START RECORDS SUPPLIED

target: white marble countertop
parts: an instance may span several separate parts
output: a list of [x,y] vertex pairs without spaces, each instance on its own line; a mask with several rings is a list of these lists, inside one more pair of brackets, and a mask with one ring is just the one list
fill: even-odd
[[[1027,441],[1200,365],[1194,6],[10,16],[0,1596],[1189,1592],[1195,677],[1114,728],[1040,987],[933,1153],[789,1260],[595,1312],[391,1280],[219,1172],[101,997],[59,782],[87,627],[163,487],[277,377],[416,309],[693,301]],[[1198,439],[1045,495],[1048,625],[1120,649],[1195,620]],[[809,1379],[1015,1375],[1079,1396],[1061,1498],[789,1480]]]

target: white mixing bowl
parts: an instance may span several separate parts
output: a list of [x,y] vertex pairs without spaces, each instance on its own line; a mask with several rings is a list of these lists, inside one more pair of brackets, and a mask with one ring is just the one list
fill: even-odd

END RECORDS SUPPLIED

WHAT YOU ARE ASKED TO DO:
For the word "target", find all matching lines in the entries above and copy them out.

TASK OUTPUT:
target: white marble countertop
target: white mixing bowl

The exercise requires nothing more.